Recorded information:
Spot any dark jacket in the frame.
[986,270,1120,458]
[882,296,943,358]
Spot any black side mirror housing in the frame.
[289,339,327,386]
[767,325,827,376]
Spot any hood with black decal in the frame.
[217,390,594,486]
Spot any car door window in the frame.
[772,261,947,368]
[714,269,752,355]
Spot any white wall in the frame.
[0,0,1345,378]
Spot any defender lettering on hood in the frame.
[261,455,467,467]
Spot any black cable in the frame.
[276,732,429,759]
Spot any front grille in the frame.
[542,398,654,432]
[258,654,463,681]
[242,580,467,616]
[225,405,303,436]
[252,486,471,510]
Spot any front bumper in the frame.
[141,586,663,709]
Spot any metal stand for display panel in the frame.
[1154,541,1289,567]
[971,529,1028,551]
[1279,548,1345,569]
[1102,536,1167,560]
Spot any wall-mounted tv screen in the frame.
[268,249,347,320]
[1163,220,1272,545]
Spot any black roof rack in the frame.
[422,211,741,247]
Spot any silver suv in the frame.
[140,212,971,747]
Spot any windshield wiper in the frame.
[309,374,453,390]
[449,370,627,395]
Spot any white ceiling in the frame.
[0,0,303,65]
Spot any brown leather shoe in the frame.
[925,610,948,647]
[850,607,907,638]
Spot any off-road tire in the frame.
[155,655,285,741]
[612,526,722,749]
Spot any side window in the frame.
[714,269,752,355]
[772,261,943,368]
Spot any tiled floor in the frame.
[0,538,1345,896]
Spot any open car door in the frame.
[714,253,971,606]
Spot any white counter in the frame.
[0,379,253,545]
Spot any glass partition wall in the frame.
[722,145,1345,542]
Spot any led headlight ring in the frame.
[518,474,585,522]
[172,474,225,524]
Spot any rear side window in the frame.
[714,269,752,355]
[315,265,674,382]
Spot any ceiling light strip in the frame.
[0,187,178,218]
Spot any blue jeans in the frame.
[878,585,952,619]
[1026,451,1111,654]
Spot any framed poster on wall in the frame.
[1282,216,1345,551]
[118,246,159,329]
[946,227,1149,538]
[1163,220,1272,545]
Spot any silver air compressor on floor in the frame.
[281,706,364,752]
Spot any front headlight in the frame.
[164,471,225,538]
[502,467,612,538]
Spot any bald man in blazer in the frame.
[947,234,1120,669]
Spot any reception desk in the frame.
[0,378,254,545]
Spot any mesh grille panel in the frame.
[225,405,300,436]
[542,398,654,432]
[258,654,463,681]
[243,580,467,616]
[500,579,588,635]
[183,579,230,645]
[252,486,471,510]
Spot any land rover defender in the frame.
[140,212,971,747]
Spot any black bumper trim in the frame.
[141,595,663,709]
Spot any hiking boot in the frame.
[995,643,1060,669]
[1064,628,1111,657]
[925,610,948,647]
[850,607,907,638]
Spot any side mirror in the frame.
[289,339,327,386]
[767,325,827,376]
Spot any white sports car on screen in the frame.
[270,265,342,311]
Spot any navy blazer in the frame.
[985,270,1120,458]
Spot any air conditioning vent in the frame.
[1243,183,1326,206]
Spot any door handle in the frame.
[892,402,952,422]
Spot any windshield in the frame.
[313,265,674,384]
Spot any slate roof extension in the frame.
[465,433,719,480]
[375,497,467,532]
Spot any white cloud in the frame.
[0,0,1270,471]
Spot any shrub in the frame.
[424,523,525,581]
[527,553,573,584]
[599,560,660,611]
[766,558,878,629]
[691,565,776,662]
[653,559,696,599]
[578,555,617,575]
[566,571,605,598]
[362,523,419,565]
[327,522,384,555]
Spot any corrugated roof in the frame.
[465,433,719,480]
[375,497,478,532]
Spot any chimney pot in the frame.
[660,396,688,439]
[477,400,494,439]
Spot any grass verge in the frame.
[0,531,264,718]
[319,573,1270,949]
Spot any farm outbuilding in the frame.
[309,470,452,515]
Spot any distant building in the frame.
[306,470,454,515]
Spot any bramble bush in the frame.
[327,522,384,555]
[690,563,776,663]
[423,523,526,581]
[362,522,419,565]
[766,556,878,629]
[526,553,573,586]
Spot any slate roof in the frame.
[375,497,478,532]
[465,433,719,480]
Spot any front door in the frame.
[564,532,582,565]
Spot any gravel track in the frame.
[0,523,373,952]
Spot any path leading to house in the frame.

What is required: Turn every line of the material above into a numbered list, leaving out any blank lines.

Answer to the task:
1. Spot any dark jacket in the frame.
2. [986,270,1120,458]
3. [882,296,943,358]
4. Spot any black side mirror housing in the frame.
5. [289,339,327,386]
6. [767,325,827,376]
7. Spot any hood with black decal in the frame.
8. [217,390,594,486]
9. Spot any car door window in the frame.
10. [772,261,947,368]
11. [714,269,752,355]
12. Spot any white wall in the frame.
13. [0,0,1345,378]
14. Spot any defender lettering on hood in the frame.
15. [261,455,467,467]
16. Spot any black cable in the frame.
17. [276,732,429,759]
18. Spot any front grille in the frame.
19. [542,398,654,432]
20. [258,654,463,681]
21. [242,580,467,616]
22. [225,405,303,436]
23. [252,486,471,510]
24. Spot any front bumper in the frame.
25. [141,586,663,709]
26. Spot any metal stand for display panel in the frame.
27. [1154,541,1289,567]
28. [971,529,1028,551]
29. [1279,548,1345,569]
30. [1102,536,1167,560]
31. Spot any wall-mounted tv screen in the frame.
32. [268,249,347,320]
33. [1163,220,1272,545]
34. Spot any black roof rack in the frame.
35. [422,211,741,247]
36. Spot any silver suv in the frame.
37. [140,212,971,747]
38. Spot any windshield wiper in the frame.
39. [309,374,453,390]
40. [449,370,627,395]
41. Spot any white ceiling in the frame.
42. [0,0,303,65]
43. Spot any brown leather shoe in the frame.
44. [925,610,948,647]
45. [850,607,907,638]
46. Spot any off-road tire in the frame.
47. [155,655,285,741]
48. [612,526,722,749]
49. Spot any side window in the frame.
50. [714,269,752,355]
51. [772,261,943,368]
52. Spot any tiled floor in the frame.
53. [0,538,1345,896]
54. Spot any open car door in the frame.
55. [714,253,971,606]
56. Spot any white counter in the frame.
57. [0,379,253,545]
58. Spot any glass partition wall in the frame.
59. [722,145,1345,542]
60. Spot any led headlight ring in the frame.
61. [518,474,585,522]
62. [172,474,225,524]
63. Spot any rear side window in the frame.
64. [714,269,752,355]
65. [315,265,674,382]
66. Spot any ceiling light strip in the frame.
67. [0,187,178,218]
68. Spot any blue jeans in the frame.
69. [878,585,952,619]
70. [1026,451,1111,654]
71. Spot any framed poster on wall in the frame.
72. [1282,216,1345,551]
73. [118,246,159,329]
74. [946,227,1149,538]
75. [1163,220,1272,545]
76. Spot any silver air compressor on floor in the frame.
77. [281,706,364,752]
78. Spot any front headlight in the frame.
79. [164,471,225,538]
80. [502,467,612,538]
81. Spot any bald man in blazer in the frame.
82. [947,234,1120,669]
83. Spot any reception desk in the frame.
84. [0,378,254,545]
85. Spot any mesh grille panel in the frame.
86. [225,405,300,436]
87. [542,398,654,432]
88. [258,654,463,681]
89. [243,580,467,616]
90. [500,579,588,635]
91. [183,579,230,645]
92. [252,486,471,510]
93. Spot any land rover defender in the frame.
94. [140,212,971,747]
95. Spot any black bumper trim in the frame.
96. [141,595,663,709]
97. Spot any hiking boot in the frame.
98. [995,643,1060,669]
99. [1064,628,1111,657]
100. [925,610,948,647]
101. [850,607,907,638]
102. Spot any side mirror in the frame.
103. [289,339,327,386]
104. [767,325,827,376]
105. Spot any white sports car on screen in the frame.
106. [270,265,342,311]
107. Spot any navy blazer in the frame.
108. [985,270,1120,458]
109. Spot any air conditioning vent in the frame.
110. [1243,183,1326,206]
111. Spot any door handle in the frame.
112. [892,402,952,422]
113. Spot any windshield in the frame.
114. [313,265,674,384]
115. Spot any slate roof extension in the frame.
116. [465,433,719,480]
117. [375,497,467,532]
118. Spot any white cloud in the frame.
119. [0,0,1270,471]
120. Spot any shrub in the frame.
121. [424,523,525,581]
122. [527,553,573,584]
123. [599,560,660,611]
124. [766,558,878,629]
125. [691,565,776,662]
126. [653,559,696,599]
127. [578,555,617,575]
128. [566,571,605,598]
129. [362,523,419,565]
130. [327,522,384,555]
131. Spot any corrugated roof in the frame.
132. [465,433,719,480]
133. [375,497,478,532]
134. Spot any chimney pot in the frame.
135. [660,396,688,439]
136. [477,400,494,439]
137. Spot any grass verge in the frame.
138. [0,531,264,718]
139. [319,573,1270,949]
140. Spot any farm outbuilding in the frame.
141. [309,470,452,515]
142. Spot any distant building in the frame.
143. [306,470,454,515]
144. Spot any bramble bush in the frame.
145. [327,522,384,555]
146. [690,563,776,663]
147. [423,523,526,581]
148. [362,522,419,565]
149. [766,556,878,629]
150. [526,553,573,586]
151. Spot any slate roof in the frame.
152. [375,497,478,532]
153. [465,433,719,480]
154. Spot any front door in the frame.
155. [564,532,582,565]
156. Spot any gravel track in the frame.
157. [0,523,373,952]
158. Spot any path leading to house in the frame.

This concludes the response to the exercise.